What to produce
Output only the lines from the one holding "Could you point to the black hoodie" to the end of the data below, please, copied exactly.

Data for this exercise
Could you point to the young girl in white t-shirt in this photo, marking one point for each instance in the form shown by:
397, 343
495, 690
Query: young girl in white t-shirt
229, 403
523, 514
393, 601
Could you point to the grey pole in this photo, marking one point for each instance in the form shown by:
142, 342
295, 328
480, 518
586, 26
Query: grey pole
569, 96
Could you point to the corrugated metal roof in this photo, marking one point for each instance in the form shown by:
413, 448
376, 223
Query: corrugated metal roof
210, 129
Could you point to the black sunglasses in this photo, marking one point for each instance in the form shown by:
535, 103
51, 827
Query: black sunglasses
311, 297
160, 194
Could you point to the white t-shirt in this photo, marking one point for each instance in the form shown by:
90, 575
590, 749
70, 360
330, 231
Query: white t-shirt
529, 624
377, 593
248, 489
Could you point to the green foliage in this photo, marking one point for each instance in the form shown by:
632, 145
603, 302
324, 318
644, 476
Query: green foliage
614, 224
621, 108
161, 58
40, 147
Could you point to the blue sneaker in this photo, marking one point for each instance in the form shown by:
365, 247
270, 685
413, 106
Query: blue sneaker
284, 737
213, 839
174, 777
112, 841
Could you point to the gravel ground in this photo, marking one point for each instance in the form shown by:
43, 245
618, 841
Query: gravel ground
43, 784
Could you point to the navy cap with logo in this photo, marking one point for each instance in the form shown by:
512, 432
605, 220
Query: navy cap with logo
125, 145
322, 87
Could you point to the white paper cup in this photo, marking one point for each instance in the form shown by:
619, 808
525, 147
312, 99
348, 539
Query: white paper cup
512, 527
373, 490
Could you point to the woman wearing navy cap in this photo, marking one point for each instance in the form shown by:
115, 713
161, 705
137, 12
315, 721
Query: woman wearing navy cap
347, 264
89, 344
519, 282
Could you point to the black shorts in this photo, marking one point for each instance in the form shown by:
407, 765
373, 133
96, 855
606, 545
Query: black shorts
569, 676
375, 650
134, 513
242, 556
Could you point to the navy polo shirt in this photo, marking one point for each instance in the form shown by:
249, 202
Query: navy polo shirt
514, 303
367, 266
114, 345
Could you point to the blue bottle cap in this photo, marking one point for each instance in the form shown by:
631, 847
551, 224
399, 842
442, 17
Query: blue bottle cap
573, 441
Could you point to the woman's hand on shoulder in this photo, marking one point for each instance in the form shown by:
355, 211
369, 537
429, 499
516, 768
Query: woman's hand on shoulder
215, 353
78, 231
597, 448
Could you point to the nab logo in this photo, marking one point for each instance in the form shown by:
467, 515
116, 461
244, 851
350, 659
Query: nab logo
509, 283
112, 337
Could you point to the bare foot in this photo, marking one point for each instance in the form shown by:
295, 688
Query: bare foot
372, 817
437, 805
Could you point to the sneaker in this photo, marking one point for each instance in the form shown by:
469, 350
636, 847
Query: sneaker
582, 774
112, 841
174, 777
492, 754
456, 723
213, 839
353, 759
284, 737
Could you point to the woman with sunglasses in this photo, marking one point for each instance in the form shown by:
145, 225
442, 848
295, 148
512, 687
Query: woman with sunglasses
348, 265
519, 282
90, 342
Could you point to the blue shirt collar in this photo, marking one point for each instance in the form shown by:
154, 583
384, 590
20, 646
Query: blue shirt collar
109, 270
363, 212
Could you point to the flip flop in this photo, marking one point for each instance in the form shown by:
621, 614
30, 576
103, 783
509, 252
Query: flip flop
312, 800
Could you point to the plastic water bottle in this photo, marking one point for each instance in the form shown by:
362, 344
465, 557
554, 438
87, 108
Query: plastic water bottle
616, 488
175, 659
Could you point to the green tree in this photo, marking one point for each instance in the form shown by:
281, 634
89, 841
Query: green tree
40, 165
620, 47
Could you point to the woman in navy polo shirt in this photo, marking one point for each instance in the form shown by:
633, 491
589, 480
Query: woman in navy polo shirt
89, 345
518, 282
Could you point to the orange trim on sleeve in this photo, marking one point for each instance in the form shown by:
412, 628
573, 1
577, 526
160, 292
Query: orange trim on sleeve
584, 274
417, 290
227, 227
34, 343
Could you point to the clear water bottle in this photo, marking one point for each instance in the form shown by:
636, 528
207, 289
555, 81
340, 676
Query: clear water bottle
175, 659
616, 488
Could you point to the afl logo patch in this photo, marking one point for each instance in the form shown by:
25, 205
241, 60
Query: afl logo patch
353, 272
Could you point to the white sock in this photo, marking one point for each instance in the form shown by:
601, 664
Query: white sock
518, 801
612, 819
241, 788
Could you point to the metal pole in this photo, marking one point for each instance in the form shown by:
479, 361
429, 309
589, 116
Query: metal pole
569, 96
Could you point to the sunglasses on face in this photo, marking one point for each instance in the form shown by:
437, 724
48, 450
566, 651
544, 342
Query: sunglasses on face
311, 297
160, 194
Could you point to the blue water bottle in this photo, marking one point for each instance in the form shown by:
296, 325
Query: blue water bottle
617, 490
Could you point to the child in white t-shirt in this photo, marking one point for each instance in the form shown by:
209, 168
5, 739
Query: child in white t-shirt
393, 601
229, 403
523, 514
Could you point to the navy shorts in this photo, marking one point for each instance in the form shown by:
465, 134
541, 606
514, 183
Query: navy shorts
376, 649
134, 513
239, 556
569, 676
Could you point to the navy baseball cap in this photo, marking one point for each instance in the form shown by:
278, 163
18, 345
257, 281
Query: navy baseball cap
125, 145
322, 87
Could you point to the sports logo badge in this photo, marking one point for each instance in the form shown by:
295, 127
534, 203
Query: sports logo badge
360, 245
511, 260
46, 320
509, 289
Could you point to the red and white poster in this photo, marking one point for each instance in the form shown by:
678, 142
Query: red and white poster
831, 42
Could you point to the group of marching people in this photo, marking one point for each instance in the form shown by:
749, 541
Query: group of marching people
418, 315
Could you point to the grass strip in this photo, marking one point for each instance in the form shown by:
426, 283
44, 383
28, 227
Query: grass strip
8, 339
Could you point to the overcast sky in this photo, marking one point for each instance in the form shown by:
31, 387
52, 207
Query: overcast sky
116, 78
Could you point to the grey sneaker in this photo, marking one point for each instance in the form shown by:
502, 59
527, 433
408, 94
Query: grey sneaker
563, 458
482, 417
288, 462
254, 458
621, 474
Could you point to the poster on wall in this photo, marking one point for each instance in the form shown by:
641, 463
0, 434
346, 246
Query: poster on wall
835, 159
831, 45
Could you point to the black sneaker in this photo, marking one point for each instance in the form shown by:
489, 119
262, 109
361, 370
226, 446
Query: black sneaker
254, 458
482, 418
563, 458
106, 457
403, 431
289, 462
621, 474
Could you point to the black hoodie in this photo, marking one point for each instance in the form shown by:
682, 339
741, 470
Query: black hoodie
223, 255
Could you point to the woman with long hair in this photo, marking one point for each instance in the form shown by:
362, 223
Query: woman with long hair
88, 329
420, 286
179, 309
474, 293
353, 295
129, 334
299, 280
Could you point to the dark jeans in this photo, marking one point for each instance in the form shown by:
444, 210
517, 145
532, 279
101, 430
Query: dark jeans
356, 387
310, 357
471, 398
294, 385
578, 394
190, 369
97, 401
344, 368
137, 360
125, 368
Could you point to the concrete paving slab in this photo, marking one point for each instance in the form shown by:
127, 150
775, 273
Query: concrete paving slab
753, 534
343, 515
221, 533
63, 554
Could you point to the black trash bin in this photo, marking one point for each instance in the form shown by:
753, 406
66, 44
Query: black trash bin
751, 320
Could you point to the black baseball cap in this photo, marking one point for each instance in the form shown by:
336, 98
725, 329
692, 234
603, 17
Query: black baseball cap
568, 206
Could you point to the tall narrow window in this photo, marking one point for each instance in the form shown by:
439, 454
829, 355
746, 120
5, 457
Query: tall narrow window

Response to this task
Could you point to the black hoodie in this photo, marking one point for each instance in the form shown by:
682, 339
741, 470
Query: black hoodie
223, 255
Could you point to the woman with long hair in this photo, marking one point for each instance in the form shown by:
362, 223
Query: woman with long hair
88, 329
420, 286
179, 309
474, 293
353, 295
129, 334
299, 280
Could you point to the dark jeans in this photo, marking one point for each instance in the form shown by:
444, 210
517, 145
532, 279
101, 430
Query: dark jeans
356, 387
310, 357
471, 398
294, 385
578, 394
190, 369
97, 401
344, 368
137, 360
125, 368
Could you point to the concrete paving slab in this photo, marking one point for each instance in the form shown by:
127, 150
775, 273
Query: concrete paving slab
753, 534
343, 515
221, 533
63, 554
Could you point to the black trash bin in this photo, marking one point for each instance in the form shown by:
753, 406
66, 44
Query: black trash bin
751, 320
Could you point to the black baseball cap in this photo, marking one point for each instance in the form shown by:
336, 98
725, 329
692, 234
603, 17
Query: black baseball cap
568, 206
Could you point to the tall narrow window in this photo, marking one point for each instance in the form shown by:
439, 454
829, 355
746, 120
5, 457
Query: tall narrow window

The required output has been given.